## EXCERPT
□ □ □ □ □

When I was happy with the design, I put a fresh sheet of plywood into the bed of the Atomstack X7 40W and got cutting.
Cutting is pretty simple once you’ve got the hang of it. You’ll need to home the laser, then set the starting location for the cut. You also need to remember to adjust the focus of the laser to suit the material thickness that you’re cutting. This is easily done with the single thumbscrew on the front of the laser module, allowing the laser to be slid up or down on a track on the gantry. You’ll need to use a small piece of acrylic as a spacer between the bottom of the laser and the wood you’re going to be cutting.
You’ll also need to use an extractor fan or work in a very well ventilated room. One downfall of these open gantry designs is that the smoke made when cutting is not contained or filtered in any way. I worked near a large door and had a fan set up to blow the smoke out of the room.
One thing that this laser module does quite well is to blow the air away from the immediate area being cut. The internal cooling fan exhausts air out of the laser end which helps keep the lens clean and the smoke away from the immediate cutting area.
Cutting the plywood for this case in two passes took around 20 minutes to complete.
Assembling The Compact Raspberry Pi Case
With our case components cut, we can now start assembling it.

□ □ □ □ □

## GIVEN INFORMATION
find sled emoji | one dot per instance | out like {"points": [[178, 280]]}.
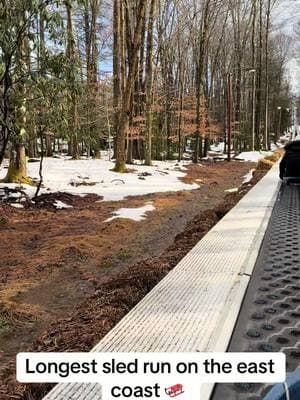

□ □ □ □ □

## WHAT THIS EXERCISE ASKS
(1) Answer these questions from the laser-cutting excerpt:
(a) What part on the laser module is used to adjust the focus?
(b) What is placed between the bottom of the laser and the wood as a spacer?
(c) How long did it take to cut the plywood for the case?
(2) Please copy the laser-cutting excerpt from the words "One thing that" through the words "minutes to complete.", switching "internal cooling fan" to "built-in cooling fan".
The listing has no connection to the laser-cutting excerpt.

## LIST OF SOLUTIONS
(1)
(a) A single thumbscrew on the front of the laser module.
(b) A small piece of acrylic.
(c) Around 20 minutes, in two passes.

(2)
One thing that this laser module does quite well is to blow the air away from the immediate area being cut. The built-in cooling fan exhausts air out of the laser end which helps keep the lens clean and the smoke away from the immediate cutting area.
Cutting the plywood for this case in two passes took around 20 minutes to complete.